→ **AUFGABENSTELLUNG**: Setze den Text über Kernenergie im Energiemix im Anschluss an seinen letzten Satz fort.

→ **QUELLENAUSZUG**:
□ □ □ □ □
Energiemix - Konventionelle Energie
Kernenergie
Diese positiven Argumente gelten allerdings nur eingeschränkt. Zwar sind die beiden uranreichsten Staaten Kanada und Australien tatsächlich als "stabile Partner" zu bezeichnen, ein Drittel seiner Uranimporte bezieht Europa jedoch aus den Nachfolgestaaten der Sowjetunion (Russland, Kasachstan, Usbekistan und der Ukraine), gefolgt von Kanada (21 Prozent), Niger (17 Prozent) und Australien (16 Prozent). Australien, wo die meisten noch ungeförderten Uranvorkommen vermutet werden, hat gerade einen Großvertrag mit China abgeschlossen, während Kanadas Nachbar USA ebenfalls zu den größten Uran-Importeuren weltweit gehört. Die Versorgungssicherheit unterscheidet sich strategisch also nicht großartig von der bei Erdgas und Erdöl.
□ □ □ □ □
→ **ROHDATEN**:
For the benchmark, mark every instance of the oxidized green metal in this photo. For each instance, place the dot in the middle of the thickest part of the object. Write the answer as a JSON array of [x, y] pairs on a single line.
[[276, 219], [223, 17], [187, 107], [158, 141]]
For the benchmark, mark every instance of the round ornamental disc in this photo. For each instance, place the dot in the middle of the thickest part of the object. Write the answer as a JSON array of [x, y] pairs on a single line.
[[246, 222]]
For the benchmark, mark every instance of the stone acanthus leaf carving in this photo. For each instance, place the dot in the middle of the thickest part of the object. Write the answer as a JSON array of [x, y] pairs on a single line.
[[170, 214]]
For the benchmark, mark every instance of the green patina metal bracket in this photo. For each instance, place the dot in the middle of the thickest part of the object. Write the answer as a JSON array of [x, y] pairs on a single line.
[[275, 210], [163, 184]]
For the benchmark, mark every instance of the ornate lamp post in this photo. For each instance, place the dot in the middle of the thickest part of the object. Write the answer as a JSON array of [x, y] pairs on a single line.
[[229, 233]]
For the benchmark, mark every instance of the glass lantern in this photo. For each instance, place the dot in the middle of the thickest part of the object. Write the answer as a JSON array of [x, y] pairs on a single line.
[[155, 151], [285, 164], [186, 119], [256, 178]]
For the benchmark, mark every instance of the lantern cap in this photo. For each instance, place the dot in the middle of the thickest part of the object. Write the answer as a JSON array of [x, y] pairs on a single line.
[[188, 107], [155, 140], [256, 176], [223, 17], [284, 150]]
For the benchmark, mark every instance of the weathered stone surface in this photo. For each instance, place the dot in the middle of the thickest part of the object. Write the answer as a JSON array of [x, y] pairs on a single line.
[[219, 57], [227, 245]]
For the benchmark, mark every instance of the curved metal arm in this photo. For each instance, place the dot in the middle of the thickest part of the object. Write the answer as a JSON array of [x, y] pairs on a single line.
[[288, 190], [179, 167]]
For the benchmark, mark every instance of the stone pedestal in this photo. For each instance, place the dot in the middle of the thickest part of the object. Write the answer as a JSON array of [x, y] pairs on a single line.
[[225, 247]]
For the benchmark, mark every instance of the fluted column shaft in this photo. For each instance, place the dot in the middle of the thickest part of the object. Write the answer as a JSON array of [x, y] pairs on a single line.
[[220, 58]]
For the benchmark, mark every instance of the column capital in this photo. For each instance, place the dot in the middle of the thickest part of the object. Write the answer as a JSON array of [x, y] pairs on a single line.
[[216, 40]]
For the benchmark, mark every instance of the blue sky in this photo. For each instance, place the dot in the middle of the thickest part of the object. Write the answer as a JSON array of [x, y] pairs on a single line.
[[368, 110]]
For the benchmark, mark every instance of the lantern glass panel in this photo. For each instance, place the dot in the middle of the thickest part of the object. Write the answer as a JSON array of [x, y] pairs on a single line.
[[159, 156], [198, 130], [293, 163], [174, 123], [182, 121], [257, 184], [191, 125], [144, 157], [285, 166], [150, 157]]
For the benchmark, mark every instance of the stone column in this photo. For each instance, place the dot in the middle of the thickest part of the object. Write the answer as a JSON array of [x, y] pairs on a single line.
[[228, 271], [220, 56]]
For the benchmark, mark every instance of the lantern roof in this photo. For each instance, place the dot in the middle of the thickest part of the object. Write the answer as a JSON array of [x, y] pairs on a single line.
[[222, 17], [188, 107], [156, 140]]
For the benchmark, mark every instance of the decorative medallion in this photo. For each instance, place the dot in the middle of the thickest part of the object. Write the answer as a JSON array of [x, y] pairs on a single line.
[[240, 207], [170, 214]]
□ □ □ □ □
→ **ANTWORT**:
Ebenso wie die fossilen Brennstoffe ist der Rohstoff Uran prinzipiell begrenzt. Schätzungen, für wie viele Jahre der Uranbedarf noch sicher gedeckt ist, gehen von mindestens etwa 47 Jahren aus. Das entspräche in etwa der Lebensdauer eines heute gebauten Reaktors. Diese "statische Reichweite" nimmt einen konstanten Verbrauch von Uran bis zur Erschöpfung der Vorräte an. Je nachdem, welchen zukünftigen Bedarf, welchen Preis und welche Abbaumethoden zugrunde gelegt werden, kommen optimistischere Annahmen, die auch „spekulative“ Ressourcen einbeziehen, auf eine Reichweite von bis zu 160 Jahren. Das entspricht in etwa der Versorgungshöchstdauer mit Kohle.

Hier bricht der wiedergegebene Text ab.